> **DOCUMENT EXTRACT**:
==========

NeuralGaussianMixture is more interpretable. You can inspect component weights, means, and variances per risk and say “this risk profile has a 22% weight on the serious injury component.” That is a number you can explain to an underwriter, a reinsurance partner, or a regulator. FlexCodeDensity gives you a density curve; NeuralGaussianMixture gives you named populations.
NeuralGaussianMixture is also faster to evaluate per prediction once trained. The mixture density has closed-form expressions for mean, variance, quantiles, and layer pricing. FlexCodeDensity requires numerical integration for all of these.
Our view: for UK motor BI specifically — where the bimodal structure is well-characterised and the K=3 component interpretation maps to recognisable claim populations (attritional, fault accident, serious injury) — NeuralGaussianMixture is the better tool. For home severity, or for lines where the distributional shape is genuinely unknown, FlexCodeDensity is the correct default until you have enough data to justify a parametric mixture structure.
The production readiness question
The routing logic above assumes you have already made the infrastructure and governance decisions. A frank production readiness assessment requires addressing those directly.
Model governance under PRA CP6/24. The PRA’s insurance model risk guidance (CP6/24, 2024) applies to internal model components. A NeuralGaussianMixture embedded in a severity module needs documented motivation (why is this line’s severity bimodal? — log-histogram evidence), quantitative validation (CRPS comparison against GammaGBM, PIT calibration, component weight diagnostics), and documented tuning decisions (n_components=3, energy_weight=0.5, log_transform=True with validation evidence for each). The neural network component adds one governance requirement that a GBM does not: the training process is stochastic, so validation evidence needs to demonstrate stability across random seeds, not just for a single fit.

==========

> **QUESTIONS**:
(A) According to the passage on severity models, what does FlexCodeDensity need in order to compute the mean, variance, quantiles, and layer pricing?
(B) Write the next part of the passage on severity models, picking up after its final sentence.
You can do this without the records.

> **ENTRIES SUPPLIED**:

==========

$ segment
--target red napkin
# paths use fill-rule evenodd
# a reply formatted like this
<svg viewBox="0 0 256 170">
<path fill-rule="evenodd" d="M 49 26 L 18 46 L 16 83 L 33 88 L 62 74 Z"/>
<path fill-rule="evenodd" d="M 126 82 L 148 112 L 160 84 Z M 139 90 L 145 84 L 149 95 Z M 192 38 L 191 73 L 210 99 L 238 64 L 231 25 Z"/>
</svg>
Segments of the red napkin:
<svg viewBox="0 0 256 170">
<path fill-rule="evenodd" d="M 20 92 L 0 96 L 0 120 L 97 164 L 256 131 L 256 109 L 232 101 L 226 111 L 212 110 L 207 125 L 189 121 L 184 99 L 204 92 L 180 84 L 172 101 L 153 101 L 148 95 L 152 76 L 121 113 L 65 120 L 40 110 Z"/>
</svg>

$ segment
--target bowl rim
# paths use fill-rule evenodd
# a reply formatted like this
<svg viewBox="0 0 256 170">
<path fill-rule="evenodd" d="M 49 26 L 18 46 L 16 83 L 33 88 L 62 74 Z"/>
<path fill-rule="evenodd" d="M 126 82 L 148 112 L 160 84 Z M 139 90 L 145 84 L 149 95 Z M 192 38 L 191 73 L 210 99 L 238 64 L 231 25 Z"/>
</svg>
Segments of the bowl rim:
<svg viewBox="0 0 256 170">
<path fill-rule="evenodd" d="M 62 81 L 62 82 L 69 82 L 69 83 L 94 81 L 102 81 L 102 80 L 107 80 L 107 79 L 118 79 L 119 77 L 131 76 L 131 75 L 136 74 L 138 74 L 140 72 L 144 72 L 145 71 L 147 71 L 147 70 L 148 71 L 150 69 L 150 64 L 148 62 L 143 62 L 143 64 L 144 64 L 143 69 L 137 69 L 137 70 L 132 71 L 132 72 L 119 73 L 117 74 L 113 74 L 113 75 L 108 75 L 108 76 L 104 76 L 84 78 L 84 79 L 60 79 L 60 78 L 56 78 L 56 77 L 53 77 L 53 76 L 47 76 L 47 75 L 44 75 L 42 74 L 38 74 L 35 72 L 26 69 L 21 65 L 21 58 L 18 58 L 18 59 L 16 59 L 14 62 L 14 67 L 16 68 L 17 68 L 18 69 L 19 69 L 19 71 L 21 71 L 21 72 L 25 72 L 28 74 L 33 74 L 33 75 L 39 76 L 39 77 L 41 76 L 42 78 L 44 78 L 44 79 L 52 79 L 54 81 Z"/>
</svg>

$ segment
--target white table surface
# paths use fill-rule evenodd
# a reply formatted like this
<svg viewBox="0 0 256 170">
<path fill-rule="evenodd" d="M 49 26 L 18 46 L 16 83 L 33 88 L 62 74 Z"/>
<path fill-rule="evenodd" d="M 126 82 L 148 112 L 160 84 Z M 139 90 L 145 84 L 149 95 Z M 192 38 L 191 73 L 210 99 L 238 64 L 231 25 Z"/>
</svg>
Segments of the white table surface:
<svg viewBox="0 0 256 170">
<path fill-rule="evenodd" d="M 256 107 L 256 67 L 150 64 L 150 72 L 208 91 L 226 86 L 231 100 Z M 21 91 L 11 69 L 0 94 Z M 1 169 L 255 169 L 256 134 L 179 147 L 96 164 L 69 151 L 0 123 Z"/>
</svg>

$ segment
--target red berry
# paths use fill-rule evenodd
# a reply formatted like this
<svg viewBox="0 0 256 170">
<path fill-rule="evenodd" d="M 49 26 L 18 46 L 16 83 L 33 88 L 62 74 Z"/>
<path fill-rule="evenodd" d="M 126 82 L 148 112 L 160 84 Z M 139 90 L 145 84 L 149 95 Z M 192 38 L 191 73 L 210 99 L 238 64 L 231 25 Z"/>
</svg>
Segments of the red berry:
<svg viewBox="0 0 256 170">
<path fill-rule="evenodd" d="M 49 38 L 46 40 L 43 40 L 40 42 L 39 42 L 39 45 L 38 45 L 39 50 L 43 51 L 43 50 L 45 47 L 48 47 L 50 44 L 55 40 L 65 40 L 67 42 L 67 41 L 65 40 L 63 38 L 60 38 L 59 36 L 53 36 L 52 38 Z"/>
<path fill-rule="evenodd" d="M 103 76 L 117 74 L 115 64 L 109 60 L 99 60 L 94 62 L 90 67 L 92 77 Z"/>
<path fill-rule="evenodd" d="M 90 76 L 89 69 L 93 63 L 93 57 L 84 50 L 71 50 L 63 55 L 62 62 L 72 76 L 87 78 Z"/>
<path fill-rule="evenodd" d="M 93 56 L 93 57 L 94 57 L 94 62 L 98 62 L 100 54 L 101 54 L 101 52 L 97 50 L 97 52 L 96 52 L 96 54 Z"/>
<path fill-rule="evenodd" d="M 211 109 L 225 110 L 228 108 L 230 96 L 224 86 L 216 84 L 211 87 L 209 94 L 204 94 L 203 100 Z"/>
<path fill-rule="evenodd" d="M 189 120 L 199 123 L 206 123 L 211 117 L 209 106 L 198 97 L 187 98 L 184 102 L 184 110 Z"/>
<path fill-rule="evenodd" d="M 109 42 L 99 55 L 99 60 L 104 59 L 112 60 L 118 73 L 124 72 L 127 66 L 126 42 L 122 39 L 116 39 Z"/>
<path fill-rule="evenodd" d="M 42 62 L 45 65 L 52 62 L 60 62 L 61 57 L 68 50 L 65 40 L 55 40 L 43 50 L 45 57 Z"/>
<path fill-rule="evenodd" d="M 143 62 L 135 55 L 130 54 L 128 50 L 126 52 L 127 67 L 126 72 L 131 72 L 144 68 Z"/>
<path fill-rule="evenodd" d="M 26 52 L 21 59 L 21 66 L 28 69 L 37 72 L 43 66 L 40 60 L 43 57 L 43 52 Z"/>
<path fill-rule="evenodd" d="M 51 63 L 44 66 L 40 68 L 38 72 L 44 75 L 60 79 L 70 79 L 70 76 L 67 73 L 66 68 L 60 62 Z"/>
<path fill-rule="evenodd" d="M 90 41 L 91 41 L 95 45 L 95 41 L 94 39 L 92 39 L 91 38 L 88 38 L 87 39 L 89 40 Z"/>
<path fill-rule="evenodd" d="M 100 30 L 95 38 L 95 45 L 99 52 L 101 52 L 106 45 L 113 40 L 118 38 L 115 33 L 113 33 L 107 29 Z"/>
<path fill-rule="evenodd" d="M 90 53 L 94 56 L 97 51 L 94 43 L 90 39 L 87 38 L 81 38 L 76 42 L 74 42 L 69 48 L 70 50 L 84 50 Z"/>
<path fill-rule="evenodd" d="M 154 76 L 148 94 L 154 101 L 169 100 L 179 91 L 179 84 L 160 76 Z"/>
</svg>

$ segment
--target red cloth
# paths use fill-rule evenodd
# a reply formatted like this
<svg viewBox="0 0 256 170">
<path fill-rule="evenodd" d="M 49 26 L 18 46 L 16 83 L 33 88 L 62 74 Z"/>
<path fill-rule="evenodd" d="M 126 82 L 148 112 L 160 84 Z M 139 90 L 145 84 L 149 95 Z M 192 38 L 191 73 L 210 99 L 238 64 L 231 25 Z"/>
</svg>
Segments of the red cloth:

==========

> **EXERCISE RESPONSES**:
(A) Numerical integration.

(B)
Reproducibility. PyTorch training with a fixed random_state is reproducible on the same hardware. Across different hardware — GPU vs CPU, different BLAS implementations — numerical differences in floating-point arithmetic can produce different training trajectories. For a regulatory submission, fixing the runtime environment (Docker image, PyTorch version, CPU/GPU specification) is necessary to ensure the model produces the same output on refit. This is standard practice for any neural network in a regulated context, but it is a new requirement for teams whose current stack is pure GBM.
Serialisation. NeuralGaussianMixture serialises via pickle, matching the convention of GammaGBM. Ensure the deserialisation environment has a matching PyTorch version — PyTorch’s serialised state dict format is not always forward-compatible across major versions.
Training latency. On a CPU with a 30,000-observation severity dataset and epochs=300, a NeuralGaussianMixture with n_components=3 and hidden_size=64 trains in roughly 4–8 minutes. On a GPU, under a minute. For a quarterly pricing model rebuild, either is acceptable. For a monthly rebuild or any requirement to retrain mid-cycle, GPU infrastructure is warranted.
A note on the Tweedie/Gamma choice within the stack
One question that arises: should you use TweedieGBM with a power parameter near 1.5 rather than a separate frequency model and GammaGBM?
TweedieGBM is the correct choice when you want a single model for pure premium and the frequency/severity decomposition is not required for any downstream use. It is more robust on sparse lines (few claims per policy) and requires less feature engineering for the frequency/severity split.
Separate frequency and severity models — TweedieGBM(power=1.0) or NegBinomialGBM for frequency, GammaGBM or NeuralGaussianMixture for severity — are the correct choice when the severity model output is used independently: XL pricing, reserving at claim level, IFRS 17 fulfilment cash flows at risk segment. In these cases the severity model needs to be meaningful on its own.
NeuralGaussianMixture is always a severity-only model. It has no exposure offset. The frequency-severity pipeline is:
from insurance_distributional import TweedieGBM, NeuralGaussianMixture
# Frequency component — all policies
freq = TweedieGBM(power=1.0)
freq.fit(X, y_count, exposure=exposure)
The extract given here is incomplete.